Only one number is expected here, namely how many lines of the entries below hold the string "driver".

*** SOURCE MATERIAL ***

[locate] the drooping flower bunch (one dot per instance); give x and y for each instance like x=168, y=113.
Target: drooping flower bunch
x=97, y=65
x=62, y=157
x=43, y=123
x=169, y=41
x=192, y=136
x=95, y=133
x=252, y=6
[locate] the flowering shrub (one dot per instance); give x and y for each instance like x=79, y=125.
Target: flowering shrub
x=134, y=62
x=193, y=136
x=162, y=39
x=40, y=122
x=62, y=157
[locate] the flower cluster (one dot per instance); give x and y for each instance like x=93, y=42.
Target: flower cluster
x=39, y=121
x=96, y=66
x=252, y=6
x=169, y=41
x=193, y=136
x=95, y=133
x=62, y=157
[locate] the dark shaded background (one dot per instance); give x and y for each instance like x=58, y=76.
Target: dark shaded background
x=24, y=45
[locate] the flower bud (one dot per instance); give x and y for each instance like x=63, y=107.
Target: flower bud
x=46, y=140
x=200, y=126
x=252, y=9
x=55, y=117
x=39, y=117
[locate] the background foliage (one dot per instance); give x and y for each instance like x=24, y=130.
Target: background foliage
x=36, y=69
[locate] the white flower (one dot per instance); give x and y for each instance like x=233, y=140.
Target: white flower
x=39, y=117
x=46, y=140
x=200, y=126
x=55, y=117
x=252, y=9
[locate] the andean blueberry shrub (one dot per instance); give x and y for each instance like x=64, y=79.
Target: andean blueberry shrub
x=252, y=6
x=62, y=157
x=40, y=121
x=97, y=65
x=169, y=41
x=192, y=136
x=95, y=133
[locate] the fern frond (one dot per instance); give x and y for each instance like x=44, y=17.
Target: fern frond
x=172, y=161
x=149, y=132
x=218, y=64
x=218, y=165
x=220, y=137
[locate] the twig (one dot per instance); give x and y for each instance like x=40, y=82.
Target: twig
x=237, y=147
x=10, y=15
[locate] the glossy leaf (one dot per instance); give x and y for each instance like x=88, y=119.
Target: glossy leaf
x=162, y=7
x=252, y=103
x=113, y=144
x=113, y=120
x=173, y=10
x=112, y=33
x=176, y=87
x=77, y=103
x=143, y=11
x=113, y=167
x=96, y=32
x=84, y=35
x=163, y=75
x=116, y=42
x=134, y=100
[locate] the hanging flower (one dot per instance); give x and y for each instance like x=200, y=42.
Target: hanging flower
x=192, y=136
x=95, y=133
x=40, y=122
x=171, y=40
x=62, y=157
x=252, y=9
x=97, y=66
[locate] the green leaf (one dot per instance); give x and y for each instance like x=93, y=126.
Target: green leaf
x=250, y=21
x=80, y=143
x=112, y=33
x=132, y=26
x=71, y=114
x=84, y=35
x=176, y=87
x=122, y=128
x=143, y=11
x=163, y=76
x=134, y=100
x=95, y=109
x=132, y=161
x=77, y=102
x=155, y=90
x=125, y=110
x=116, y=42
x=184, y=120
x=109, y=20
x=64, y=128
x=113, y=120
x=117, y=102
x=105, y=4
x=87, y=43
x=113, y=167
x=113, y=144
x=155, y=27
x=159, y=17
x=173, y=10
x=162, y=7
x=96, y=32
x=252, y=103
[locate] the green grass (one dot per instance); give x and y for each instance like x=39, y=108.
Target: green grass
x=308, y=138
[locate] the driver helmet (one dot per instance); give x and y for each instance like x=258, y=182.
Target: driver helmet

*** End of SOURCE MATERIAL ***

▶ [FINISHED TASK]
2